══ Source passage

In May 2002 I sent Jeff Oaks (Mathematics, University of Indianapolis) the following question:
I read with great interest your paper, "Was al-Khwarizmi an applied algebraist?", which you had posted on the web. One thing that I wanted to ask you about was the role of Abu'l-Wafa, whom you mention in the paper. Is it consistent with your understanding of his activities that he may have given lectures or lessons? Would there have been a palace school that he would have taught at? Might he have had a disciple? Or do you think that the person who transcribed his book "On the Geometric Constructions Necessary for the Artisan" was just a volunteer who attended some series of meetings?
Jeff responded the next day:
Len Berggren wrote in some paper that at the time of Abu'l-Wafa, if one wanted to learn mathematics, one hired a tutor. There was no place for mathematics (or many other subjects) in the curricula of the schools which did exist at the time. Abu'l-Wafa probably did teach---I think that most scholars did---so you are on safe ground here. I do believe that the person who transcribed his work was a student. Could he have had more than one student at a time? No one knows, but it is certainly not unreasonable.

════
══ Records provided

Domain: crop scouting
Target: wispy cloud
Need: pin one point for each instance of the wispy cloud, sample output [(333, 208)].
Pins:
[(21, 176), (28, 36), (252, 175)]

════
══ Records provided

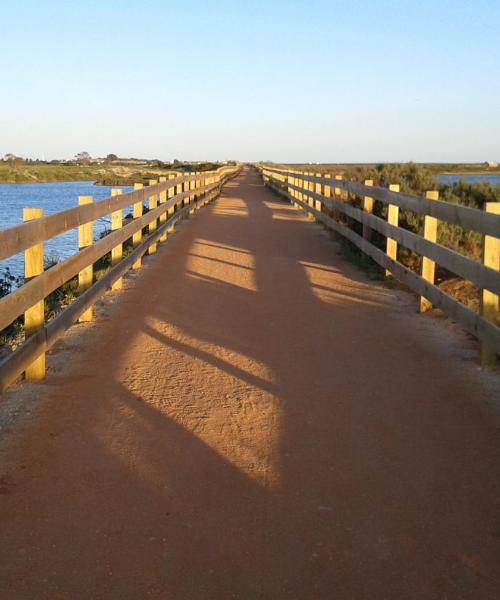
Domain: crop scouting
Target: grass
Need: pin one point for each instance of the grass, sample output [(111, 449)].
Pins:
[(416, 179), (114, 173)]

════

* [Directive 1]:
Answer these about the Abu'l-Wafa exchange:
(a) In what month and year was the question sent?
(b) At which university does Jeff Oaks work?
(c) Who wrote that in Abu'l-Wafa's time a person wishing to learn mathematics hired a tutor?
* [Directive 2]: Please list every person named in the Abu'l-Wafa exchange.
* [Directive 3]: Carry on the Abu'l-Wafa exchange from its final sentence.

* [Final result 1]:
(a) May 2002
(b) University of Indianapolis
(c) Len Berggren

* [Final result 2]:
Jeff Oaks
al-Khwarizmi
Abu'l-Wafa
Len Berggren

* [Final result 3]:
I do not think there would have been any specific institution in which he taught. In medieval Baghdad, society was not institution-based like ours is. If you wanted to learn, you studied with a teacher who, at the completion of the course, would give you a certificate. The student thus entered the chain of transmission of the particular subject or work. No institution was involved. Even when the madrasa (college) became an integral part of Islamic cities, the institution itself played a minor role apart from providing facilities---the certificates were still issued by individual scholars, who were not officially employed at any one madrasa.
The famous Islamic educational institution, the madrasa (college), was only just beginning to develop in the 10th century. The curriculum of the madrasa was concerned with religion and law, and not mathematics (or other secular sciences). But math did creep in occasionally because of topics like inheritance problems (a branch of law), which require calculation, and religious topics (finding the direction to Mecca, times of prayer, etc. which require spherical trigonometry.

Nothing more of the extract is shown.